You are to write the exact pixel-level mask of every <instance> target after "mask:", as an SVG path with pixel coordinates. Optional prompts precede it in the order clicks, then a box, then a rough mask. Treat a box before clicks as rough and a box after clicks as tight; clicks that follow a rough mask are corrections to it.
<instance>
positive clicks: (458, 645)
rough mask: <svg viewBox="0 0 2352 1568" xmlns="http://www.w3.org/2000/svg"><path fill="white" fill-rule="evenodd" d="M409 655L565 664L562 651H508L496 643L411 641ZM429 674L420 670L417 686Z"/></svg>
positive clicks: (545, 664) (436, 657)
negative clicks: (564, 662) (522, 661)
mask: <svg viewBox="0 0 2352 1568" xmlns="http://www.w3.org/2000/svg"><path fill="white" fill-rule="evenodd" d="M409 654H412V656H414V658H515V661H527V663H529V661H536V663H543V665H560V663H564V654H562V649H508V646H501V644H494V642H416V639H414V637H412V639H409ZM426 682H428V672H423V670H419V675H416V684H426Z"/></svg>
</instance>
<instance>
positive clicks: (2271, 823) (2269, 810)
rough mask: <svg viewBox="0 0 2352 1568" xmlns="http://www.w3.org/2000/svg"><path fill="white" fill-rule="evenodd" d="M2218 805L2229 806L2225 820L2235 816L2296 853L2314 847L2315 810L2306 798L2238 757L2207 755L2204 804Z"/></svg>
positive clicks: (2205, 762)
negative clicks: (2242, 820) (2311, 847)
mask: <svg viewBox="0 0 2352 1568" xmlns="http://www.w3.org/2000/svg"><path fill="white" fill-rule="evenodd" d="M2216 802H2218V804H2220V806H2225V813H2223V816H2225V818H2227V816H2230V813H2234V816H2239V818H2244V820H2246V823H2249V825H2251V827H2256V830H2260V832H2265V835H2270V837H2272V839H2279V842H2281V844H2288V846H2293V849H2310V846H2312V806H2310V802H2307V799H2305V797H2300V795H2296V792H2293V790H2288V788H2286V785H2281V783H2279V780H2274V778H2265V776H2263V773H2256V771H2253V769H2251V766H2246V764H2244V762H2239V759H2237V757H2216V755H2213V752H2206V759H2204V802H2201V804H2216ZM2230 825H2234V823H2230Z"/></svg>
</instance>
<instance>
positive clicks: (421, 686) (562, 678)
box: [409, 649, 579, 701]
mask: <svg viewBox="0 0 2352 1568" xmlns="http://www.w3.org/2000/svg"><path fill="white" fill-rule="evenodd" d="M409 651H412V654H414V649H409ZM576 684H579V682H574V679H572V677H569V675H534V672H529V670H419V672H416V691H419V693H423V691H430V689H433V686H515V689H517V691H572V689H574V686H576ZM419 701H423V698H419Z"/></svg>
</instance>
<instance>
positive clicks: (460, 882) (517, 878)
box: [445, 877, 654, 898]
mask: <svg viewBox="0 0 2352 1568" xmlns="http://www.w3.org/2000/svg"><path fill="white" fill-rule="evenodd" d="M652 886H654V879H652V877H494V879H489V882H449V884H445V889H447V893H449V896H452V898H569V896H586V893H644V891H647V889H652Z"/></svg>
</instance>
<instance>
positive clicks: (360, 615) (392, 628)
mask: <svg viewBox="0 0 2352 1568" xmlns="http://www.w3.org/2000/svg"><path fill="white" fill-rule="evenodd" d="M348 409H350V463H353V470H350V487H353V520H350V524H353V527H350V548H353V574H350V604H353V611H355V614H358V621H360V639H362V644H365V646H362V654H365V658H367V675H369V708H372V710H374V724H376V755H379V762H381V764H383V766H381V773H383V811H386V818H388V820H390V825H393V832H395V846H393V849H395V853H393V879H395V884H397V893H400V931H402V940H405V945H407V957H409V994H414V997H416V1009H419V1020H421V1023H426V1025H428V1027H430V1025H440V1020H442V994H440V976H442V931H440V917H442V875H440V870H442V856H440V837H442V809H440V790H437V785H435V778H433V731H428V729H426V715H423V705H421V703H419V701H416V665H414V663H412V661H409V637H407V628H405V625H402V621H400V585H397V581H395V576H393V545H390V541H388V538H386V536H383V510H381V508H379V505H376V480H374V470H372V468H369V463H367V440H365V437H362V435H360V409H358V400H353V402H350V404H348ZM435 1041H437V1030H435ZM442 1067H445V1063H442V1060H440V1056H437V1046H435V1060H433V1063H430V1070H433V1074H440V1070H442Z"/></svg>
+ + + + + + +
What is expected: Give back the lines above exactly, from the one with "box: [409, 649, 579, 701]" through the last line.

Answer section:
box: [409, 649, 579, 701]
mask: <svg viewBox="0 0 2352 1568" xmlns="http://www.w3.org/2000/svg"><path fill="white" fill-rule="evenodd" d="M409 651H412V654H414V649H409ZM576 684H579V682H574V679H572V677H569V675H534V672H529V670H419V672H416V691H419V693H423V691H430V689H433V686H515V689H517V691H572V689H574V686H576ZM419 701H423V698H419Z"/></svg>
</instance>
<instance>
positive clicks: (460, 882) (517, 878)
box: [445, 877, 654, 898]
mask: <svg viewBox="0 0 2352 1568" xmlns="http://www.w3.org/2000/svg"><path fill="white" fill-rule="evenodd" d="M652 886H654V879H652V877H494V879H489V882H449V884H445V889H447V893H449V896H452V898H569V896H586V893H644V891H647V889H652Z"/></svg>
</instance>
<instance>
positive clicks: (360, 615) (392, 628)
mask: <svg viewBox="0 0 2352 1568" xmlns="http://www.w3.org/2000/svg"><path fill="white" fill-rule="evenodd" d="M348 409H350V463H353V470H350V487H353V520H350V524H353V527H350V548H353V574H350V604H353V611H355V614H358V621H360V639H362V644H365V646H362V654H365V658H367V675H369V708H372V710H374V724H376V755H379V762H381V764H383V766H381V773H383V811H386V818H388V820H390V825H393V832H395V846H393V849H395V853H393V879H395V884H397V893H400V931H402V940H405V945H407V957H409V994H414V997H416V1009H419V1020H421V1023H426V1025H428V1027H430V1025H440V1020H442V994H440V976H442V931H440V917H442V875H440V870H442V856H440V837H442V809H440V790H437V785H435V778H433V731H428V729H426V715H423V705H421V703H419V701H416V665H414V663H412V661H409V637H407V628H405V625H402V621H400V585H397V581H395V576H393V545H390V541H388V538H386V536H383V510H381V508H379V505H376V480H374V470H372V468H369V463H367V440H365V437H362V435H360V409H358V400H353V402H350V404H348ZM435 1041H437V1030H435ZM442 1067H445V1063H442V1060H440V1056H437V1046H435V1060H433V1063H430V1070H433V1074H440V1070H442Z"/></svg>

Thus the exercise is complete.